--- Task list ---
- a) In the article about Kirill Tereshin's arm surgeries, what delayed his surgery, and by how long?
- b) Repeat word for word the part of the article about Kirill Tereshin's arms that starts at "But he's now" and ends at "jelly from inside his arms.".

--- Source extract ---

Tereshin, 24, injected petroleum jelly into his arms to give himself cartoonish, gigantic 'muscles'.
But he's now paying the price for his actions and has to once again go under the knife or risk losing the use of his arms. This time, surgeons have carried out operations on his triceps to try and clear out the mess.
Kirill, from Russia, had his surgery delayed by almost a year due to the pandemic and still faces more operations to extract the jelly and 'dead muscle' from inside his arms.
He said: "I'm only 24, and my immune system is so far coping with this inflammation, but I really do not know what will happen next.
"That is why I started the surgeries to get rid of this nightmare."
He added: "I bulked up my arms when I was 20 due to my own stupidity. I did not think about the consequences."
Surgeon Dmitry Melnikov gave Kirill the shocking warning that he was at risk of dying if he didn't remove the petroleum jelly from inside his arms.
Kirill explained: "I am very lucky that there are doctors who took me on.
"The hardest surgery will be on my biceps... the nerve responsible for the arms' sensitivity is inside.
"God forbid something happens to this nerve and I cannot move my arm.
"I really worry about this. I am very afraid.
"I should have thought about this earlier, I know. I blame myself, I know I'm guilty."
Speaking after carrying out Kirill's first surgery, Melnikov said: "Petroleum jelly saturates the muscles, under skin tissues and the skin itself.
"All that has to be removed, but we need to keep the vein, nerves and other functions of the limb."
He added: "Petroleum jelly is not designed for injection, only external application.
"Kirill injected about three litres into each arm. It saturated the muscle tissues, blocked blood flow.
"As a result the tissue dies and gets replaced with a scar which is as tough as a tree, you can even knock on it and hear the usual sound. We have removed all this.
"He had high fever, strong pain, and weakness."
Kirill is set to hop back on the surgeon's table later this year to get the rest of the jelly taken out.

--- Dataset excerpts ---

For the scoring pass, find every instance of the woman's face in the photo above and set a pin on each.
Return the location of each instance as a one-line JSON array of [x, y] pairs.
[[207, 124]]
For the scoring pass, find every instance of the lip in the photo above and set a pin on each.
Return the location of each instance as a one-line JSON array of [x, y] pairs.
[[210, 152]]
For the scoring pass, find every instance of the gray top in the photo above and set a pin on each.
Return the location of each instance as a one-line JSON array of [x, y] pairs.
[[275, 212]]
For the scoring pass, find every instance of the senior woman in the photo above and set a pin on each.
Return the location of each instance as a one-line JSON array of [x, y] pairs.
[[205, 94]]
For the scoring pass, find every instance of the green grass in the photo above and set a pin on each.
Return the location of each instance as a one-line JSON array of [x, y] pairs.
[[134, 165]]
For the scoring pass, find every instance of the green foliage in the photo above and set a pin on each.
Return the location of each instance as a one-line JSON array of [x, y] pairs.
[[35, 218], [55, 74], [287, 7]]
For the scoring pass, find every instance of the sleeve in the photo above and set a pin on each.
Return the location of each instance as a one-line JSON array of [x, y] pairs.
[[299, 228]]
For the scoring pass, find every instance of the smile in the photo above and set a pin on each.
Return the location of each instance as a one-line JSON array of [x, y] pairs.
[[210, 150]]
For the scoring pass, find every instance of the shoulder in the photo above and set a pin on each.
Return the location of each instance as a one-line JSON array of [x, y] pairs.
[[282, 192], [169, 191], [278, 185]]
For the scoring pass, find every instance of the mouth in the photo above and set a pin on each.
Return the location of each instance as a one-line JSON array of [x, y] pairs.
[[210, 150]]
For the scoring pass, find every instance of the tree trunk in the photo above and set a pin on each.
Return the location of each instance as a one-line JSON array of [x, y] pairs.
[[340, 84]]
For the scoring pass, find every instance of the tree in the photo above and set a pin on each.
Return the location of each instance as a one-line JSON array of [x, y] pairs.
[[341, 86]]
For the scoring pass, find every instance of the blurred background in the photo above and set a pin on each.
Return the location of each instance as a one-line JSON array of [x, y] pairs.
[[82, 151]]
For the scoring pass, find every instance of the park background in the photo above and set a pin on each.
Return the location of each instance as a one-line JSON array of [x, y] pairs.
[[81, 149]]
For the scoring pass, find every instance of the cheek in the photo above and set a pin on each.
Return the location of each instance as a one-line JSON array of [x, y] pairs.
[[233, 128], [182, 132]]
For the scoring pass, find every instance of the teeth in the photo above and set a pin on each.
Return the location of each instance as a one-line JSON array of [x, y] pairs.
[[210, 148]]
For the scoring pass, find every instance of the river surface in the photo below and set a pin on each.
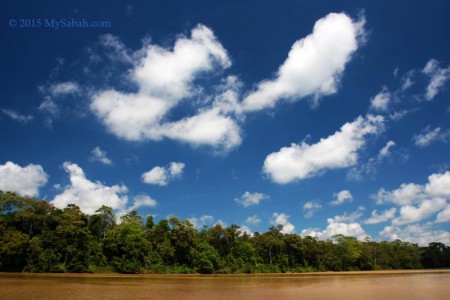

--- Solutions below ---
- a) The pandemic delayed it by almost a year.

- b)
But he's now paying the price for his actions and has to once again go under the knife or risk losing the use of his arms. This time, surgeons have carried out operations on his triceps to try and clear out the mess.
Kirill, from Russia, had his surgery delayed by almost a year due to the pandemic and still faces more operations to extract the jelly and 'dead muscle' from inside his arms.
He said: "I'm only 24, and my immune system is so far coping with this inflammation, but I really do not know what will happen next.
"That is why I started the surgeries to get rid of this nightmare."
He added: "I bulked up my arms when I was 20 due to my own stupidity. I did not think about the consequences."
Surgeon Dmitry Melnikov gave Kirill the shocking warning that he was at risk of dying if he didn't remove the petroleum jelly from inside his arms.